*THE TASK*
Set down each entry again exactly as written.
╭──
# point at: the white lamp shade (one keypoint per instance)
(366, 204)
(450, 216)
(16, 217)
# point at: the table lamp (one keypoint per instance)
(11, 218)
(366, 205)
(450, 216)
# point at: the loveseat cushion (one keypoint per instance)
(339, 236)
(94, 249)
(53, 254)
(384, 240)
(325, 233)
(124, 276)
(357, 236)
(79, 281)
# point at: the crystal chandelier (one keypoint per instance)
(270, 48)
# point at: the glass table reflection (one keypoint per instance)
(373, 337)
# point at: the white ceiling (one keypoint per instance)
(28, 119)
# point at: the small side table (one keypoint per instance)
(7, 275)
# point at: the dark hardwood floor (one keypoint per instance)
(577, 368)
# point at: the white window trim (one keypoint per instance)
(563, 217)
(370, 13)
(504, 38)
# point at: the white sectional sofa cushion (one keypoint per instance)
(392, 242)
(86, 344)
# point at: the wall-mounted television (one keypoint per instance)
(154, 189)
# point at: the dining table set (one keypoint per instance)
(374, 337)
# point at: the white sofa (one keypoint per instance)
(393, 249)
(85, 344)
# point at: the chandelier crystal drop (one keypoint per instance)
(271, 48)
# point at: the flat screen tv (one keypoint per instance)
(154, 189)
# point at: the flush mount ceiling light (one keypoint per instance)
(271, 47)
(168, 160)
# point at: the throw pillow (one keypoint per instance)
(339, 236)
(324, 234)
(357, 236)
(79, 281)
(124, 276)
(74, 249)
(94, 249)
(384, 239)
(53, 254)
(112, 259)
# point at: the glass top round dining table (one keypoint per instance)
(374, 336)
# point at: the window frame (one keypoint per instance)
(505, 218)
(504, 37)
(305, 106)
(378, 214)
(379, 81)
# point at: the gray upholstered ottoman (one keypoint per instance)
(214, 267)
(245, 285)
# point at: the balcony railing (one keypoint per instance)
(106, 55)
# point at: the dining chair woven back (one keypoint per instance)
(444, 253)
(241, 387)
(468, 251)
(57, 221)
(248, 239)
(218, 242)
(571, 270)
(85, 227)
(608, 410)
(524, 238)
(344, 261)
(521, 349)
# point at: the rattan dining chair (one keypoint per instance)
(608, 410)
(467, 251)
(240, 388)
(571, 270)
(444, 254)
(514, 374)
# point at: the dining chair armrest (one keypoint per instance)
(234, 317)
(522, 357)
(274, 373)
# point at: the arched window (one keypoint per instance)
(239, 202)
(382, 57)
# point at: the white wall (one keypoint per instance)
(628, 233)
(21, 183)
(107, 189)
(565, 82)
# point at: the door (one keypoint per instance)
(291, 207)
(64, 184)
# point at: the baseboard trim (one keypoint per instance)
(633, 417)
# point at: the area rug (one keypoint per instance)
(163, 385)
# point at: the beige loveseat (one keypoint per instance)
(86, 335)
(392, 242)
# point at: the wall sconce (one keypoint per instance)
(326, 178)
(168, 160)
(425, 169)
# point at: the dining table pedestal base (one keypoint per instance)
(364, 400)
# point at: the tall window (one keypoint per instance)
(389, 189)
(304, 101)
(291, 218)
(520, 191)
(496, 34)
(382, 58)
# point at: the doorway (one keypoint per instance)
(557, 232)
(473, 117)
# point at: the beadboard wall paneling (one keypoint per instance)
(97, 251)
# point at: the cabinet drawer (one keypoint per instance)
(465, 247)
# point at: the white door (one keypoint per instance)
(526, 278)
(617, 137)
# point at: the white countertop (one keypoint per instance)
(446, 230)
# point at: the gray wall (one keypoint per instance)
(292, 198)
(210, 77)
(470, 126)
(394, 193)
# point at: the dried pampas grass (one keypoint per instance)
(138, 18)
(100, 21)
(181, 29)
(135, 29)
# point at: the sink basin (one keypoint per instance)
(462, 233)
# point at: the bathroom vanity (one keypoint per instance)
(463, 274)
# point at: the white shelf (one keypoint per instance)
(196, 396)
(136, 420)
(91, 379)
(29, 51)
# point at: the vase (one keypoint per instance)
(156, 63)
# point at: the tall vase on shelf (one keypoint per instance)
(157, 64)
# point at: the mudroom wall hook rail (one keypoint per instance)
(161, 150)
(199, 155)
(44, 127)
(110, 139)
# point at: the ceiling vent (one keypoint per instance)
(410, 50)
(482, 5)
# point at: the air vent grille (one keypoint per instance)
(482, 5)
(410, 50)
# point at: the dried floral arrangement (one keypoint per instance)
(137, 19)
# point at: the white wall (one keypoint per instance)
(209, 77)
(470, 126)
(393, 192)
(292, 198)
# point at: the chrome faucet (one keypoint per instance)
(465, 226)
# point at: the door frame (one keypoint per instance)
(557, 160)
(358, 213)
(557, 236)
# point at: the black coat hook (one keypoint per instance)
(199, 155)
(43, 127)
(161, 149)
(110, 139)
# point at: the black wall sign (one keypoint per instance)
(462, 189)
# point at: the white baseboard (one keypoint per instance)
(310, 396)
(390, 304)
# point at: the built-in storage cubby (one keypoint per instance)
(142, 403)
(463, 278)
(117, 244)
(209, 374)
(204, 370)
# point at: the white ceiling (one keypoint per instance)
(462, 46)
╰──
*RESPONSE AREA*
# point at: the white lamp shade (one keypoint per instance)
(366, 204)
(450, 216)
(16, 217)
# point at: the table lamp (one keypoint per instance)
(11, 218)
(366, 205)
(450, 216)
# point at: the loveseat cushion (one keypoint per instance)
(339, 236)
(94, 249)
(53, 254)
(384, 240)
(325, 233)
(124, 276)
(357, 236)
(79, 281)
# point at: the crystal chandelier (one keypoint per instance)
(270, 48)
# point at: the glass table reflection (one keypoint per instance)
(373, 337)
# point at: the white ceiling (one keypoint per instance)
(28, 119)
# point at: the small side table (one keypoint per instance)
(7, 275)
# point at: the dark hardwood floor (one keypoint per instance)
(577, 368)
# point at: the white window trim (one keypoint per instance)
(563, 217)
(370, 13)
(504, 38)
# point at: the white sectional sofa cushion (one keypoint per instance)
(392, 242)
(86, 344)
# point at: the wall-mounted television (one keypoint per instance)
(154, 189)
# point at: the dining table set (one keypoint per instance)
(374, 337)
# point at: the white sofa (one keypoint per instance)
(393, 249)
(85, 344)
# point at: the chandelier crystal drop (one keypoint per instance)
(271, 48)
# point at: the flat screen tv (one keypoint per instance)
(154, 189)
# point at: the flush mount ceiling light (one keypoint per instance)
(271, 47)
(168, 160)
# point at: the throw pillow (one keypoint per instance)
(339, 236)
(324, 234)
(357, 236)
(79, 281)
(124, 276)
(74, 249)
(94, 249)
(384, 239)
(53, 254)
(112, 259)
# point at: the glass top round dining table (one keypoint per instance)
(374, 336)
# point at: the window frame (one keypoint per instance)
(505, 218)
(504, 37)
(305, 106)
(378, 214)
(379, 81)
# point at: the gray upholstered ottoman (one keypoint per instance)
(214, 267)
(245, 285)
# point at: the balcony railing (one keypoint per instance)
(106, 55)
# point at: the dining chair woven back (one keypoint per instance)
(444, 253)
(241, 387)
(468, 251)
(57, 221)
(248, 239)
(218, 242)
(571, 270)
(85, 227)
(608, 410)
(524, 238)
(344, 261)
(521, 349)
# point at: the rattan dining chair (one keypoint per instance)
(608, 410)
(467, 251)
(240, 388)
(571, 270)
(444, 254)
(514, 374)
# point at: the dining chair armrest (one keypoint per instance)
(234, 317)
(522, 357)
(274, 373)
# point at: the arched window (one keypoint per instance)
(239, 202)
(382, 57)
# point at: the white wall (one keypoint per instance)
(628, 233)
(21, 183)
(107, 189)
(565, 82)
# point at: the door (one keypoint per instance)
(291, 207)
(64, 184)
# point at: the baseboard trim (one keypoint per instance)
(633, 417)
# point at: the area rug (one keypoint per instance)
(163, 385)
# point at: the beige loveseat (one keypoint per instance)
(86, 335)
(392, 242)
# point at: the wall sconce (one keypoint per instance)
(326, 178)
(168, 160)
(425, 169)
# point at: the dining table pedestal base (one keypoint per instance)
(364, 400)
# point at: the tall window (one keypoint per instance)
(389, 189)
(304, 101)
(291, 218)
(520, 191)
(496, 34)
(382, 58)
# point at: the doorway (one keypoint per instance)
(557, 232)
(473, 117)
# point at: the beadboard wall paneling (one keypoint per instance)
(97, 251)
# point at: the cabinet drawer (one keypoint per instance)
(465, 247)
# point at: the white door (one keypoint per instance)
(526, 278)
(617, 137)
# point at: the white countertop (one keypoint per instance)
(446, 230)
# point at: the gray wall (one keypoint per instance)
(292, 198)
(210, 77)
(470, 126)
(394, 193)
# point at: the dried pampas grass (one keypoint per instance)
(138, 18)
(100, 21)
(181, 29)
(135, 29)
# point at: the sink basin (one keypoint per instance)
(462, 233)
# point at: the bathroom vanity (one keypoint per instance)
(463, 274)
# point at: the white shelf (one keypoint per instance)
(196, 396)
(136, 420)
(91, 379)
(29, 51)
# point at: the vase (one keypoint per instance)
(156, 63)
# point at: the tall vase on shelf (one keypoint per instance)
(157, 64)
# point at: the mudroom wall hook rail (one keypoint per instance)
(161, 150)
(199, 155)
(44, 127)
(110, 139)
# point at: the ceiling vent (one keypoint per instance)
(410, 50)
(482, 5)
# point at: the air vent grille (one keypoint per instance)
(482, 5)
(410, 50)
# point at: the dried floral arrangement (one keypoint per instance)
(137, 19)
# point at: the white wall (one keypoint per instance)
(209, 77)
(470, 126)
(393, 192)
(292, 198)
# point at: the chrome faucet (one keypoint per instance)
(465, 226)
# point at: the door frame (one keypoint per instance)
(557, 160)
(358, 213)
(557, 236)
# point at: the black coat hook (one keypoint per instance)
(199, 155)
(43, 127)
(161, 149)
(110, 139)
# point at: the black wall sign (one keypoint per instance)
(462, 189)
# point at: the white baseboard (one keypoint per instance)
(310, 396)
(390, 304)
# point at: the built-in storage cubby (one keypoint per instance)
(142, 403)
(463, 278)
(117, 244)
(209, 374)
(204, 370)
# point at: the white ceiling (one keypoint per instance)
(462, 46)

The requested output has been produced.